** BEGIN RECORDS TO USE **

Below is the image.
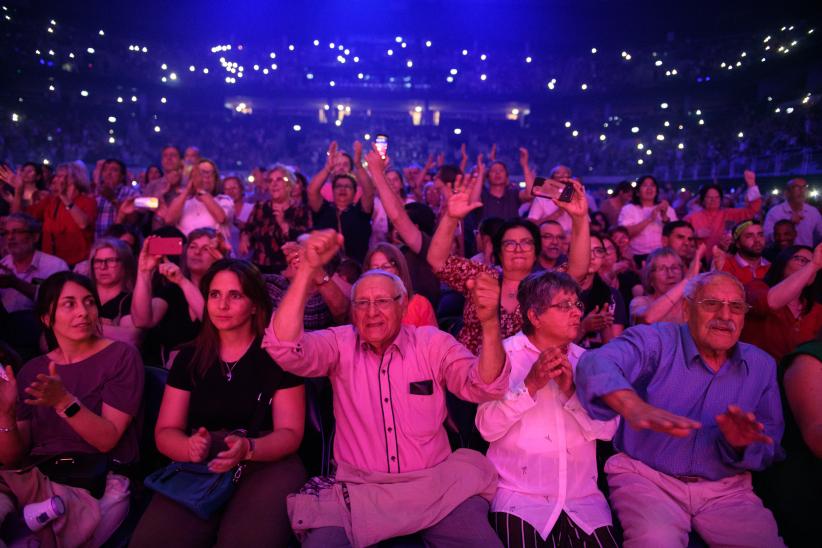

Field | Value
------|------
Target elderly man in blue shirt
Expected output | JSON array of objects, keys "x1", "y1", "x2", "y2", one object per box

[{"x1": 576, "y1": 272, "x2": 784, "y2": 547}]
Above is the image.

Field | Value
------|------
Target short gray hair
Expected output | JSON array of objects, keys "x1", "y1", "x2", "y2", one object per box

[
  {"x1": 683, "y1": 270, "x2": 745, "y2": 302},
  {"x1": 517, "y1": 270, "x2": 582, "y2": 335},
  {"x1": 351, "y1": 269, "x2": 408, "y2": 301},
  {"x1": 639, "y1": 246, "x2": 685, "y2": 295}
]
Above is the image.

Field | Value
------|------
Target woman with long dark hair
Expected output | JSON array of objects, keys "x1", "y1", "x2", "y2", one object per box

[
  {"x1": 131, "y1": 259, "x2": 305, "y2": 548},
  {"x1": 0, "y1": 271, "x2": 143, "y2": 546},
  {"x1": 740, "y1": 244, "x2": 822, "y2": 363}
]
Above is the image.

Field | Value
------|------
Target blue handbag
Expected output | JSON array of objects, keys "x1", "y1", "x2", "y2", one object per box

** END RECORDS TO USE **

TO DO
Reproduce all of the records above word for word, leaving out the pictures.

COMPLETE RESPONSE
Below is the image.

Field | Value
------|------
Target elderly man in blue shirt
Expected output | JSON array of objects, keys "x1", "y1", "x2", "y2", one object per box

[{"x1": 576, "y1": 272, "x2": 784, "y2": 547}]
Above is the image.

Field | Value
------|------
Target short gray hair
Expected output | JSON array of objects, keys "x1", "y1", "x2", "y2", one object per box

[
  {"x1": 683, "y1": 270, "x2": 745, "y2": 302},
  {"x1": 517, "y1": 270, "x2": 582, "y2": 335},
  {"x1": 351, "y1": 269, "x2": 408, "y2": 301},
  {"x1": 639, "y1": 246, "x2": 685, "y2": 295}
]
Above is the image.

Field | Value
------|------
Target woman with long dark hair
Expected output | JSON array of objects, keys "x1", "y1", "x2", "y2", one object per box

[
  {"x1": 131, "y1": 259, "x2": 305, "y2": 548},
  {"x1": 0, "y1": 271, "x2": 143, "y2": 546},
  {"x1": 740, "y1": 244, "x2": 822, "y2": 363}
]
Above is the image.

Field | Value
------|------
Target blue handbag
Expected output | JSON array of objects, keys "x1", "y1", "x2", "y2", one object per box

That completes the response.